DATA LISTING »
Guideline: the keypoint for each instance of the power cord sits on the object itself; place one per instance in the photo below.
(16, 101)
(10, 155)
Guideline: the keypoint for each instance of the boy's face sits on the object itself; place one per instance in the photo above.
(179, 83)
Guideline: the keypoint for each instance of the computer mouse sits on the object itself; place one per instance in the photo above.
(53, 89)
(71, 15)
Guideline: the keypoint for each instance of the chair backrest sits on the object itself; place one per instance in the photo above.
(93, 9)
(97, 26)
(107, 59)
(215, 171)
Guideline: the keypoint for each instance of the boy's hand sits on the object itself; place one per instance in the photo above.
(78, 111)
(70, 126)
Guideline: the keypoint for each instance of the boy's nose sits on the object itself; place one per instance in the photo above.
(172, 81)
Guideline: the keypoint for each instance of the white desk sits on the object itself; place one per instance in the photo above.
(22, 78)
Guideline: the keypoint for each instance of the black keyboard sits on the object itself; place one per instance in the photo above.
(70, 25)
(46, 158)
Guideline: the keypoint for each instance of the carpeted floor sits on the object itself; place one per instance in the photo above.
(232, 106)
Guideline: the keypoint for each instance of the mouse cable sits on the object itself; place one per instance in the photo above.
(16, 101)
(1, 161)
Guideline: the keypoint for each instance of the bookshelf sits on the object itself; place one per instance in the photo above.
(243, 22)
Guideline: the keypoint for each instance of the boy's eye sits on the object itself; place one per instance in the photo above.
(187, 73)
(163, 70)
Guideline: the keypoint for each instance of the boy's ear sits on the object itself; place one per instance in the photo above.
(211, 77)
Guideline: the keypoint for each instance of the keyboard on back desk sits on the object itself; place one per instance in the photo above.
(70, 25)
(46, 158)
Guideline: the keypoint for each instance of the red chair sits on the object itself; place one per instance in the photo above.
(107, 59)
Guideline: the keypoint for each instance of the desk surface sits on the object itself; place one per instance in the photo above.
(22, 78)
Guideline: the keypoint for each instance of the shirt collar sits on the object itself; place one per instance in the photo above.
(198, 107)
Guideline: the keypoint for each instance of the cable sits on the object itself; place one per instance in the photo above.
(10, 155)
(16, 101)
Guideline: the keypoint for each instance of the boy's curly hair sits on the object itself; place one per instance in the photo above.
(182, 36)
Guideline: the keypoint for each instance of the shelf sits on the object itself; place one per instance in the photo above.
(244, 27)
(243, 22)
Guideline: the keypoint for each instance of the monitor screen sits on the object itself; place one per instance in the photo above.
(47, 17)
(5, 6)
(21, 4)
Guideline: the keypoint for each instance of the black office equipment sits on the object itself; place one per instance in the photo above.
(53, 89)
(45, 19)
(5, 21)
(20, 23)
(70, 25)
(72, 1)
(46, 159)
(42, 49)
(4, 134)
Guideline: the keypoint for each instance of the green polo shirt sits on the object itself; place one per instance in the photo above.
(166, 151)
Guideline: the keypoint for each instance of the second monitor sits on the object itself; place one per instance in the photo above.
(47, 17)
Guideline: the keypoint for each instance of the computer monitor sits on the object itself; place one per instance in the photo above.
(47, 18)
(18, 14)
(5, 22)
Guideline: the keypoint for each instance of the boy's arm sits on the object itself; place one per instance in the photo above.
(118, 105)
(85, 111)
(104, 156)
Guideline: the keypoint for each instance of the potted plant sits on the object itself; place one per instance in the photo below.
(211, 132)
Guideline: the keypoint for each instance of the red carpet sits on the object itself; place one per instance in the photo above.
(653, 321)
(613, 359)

THE EXERCISE » Every line from the one containing "Guideline: the keypoint for each instance of the second" through the end of the data must be repeated exactly, and no other line.

RESULT FOR THIS EXERCISE »
Guideline: the keypoint for each instance of the second monitor sits on the object itself; place one per instance in the photo above.
(47, 17)
Guideline: the keypoint for each instance of the computer monitor sits on the object itself; place one per instance in the photo above.
(47, 18)
(18, 14)
(5, 22)
Guideline: the keypoint for each instance of the boy's arm sits on the object itself; place one per instance in the photo above.
(118, 105)
(85, 111)
(104, 156)
Guideline: the keypoint for each instance of the potted plant sits on the object itself; place one per instance in the photo below.
(211, 132)
Guideline: the keypoint for each instance of the red carpet sits on the object itself; place one per instance in the photo above.
(653, 321)
(613, 359)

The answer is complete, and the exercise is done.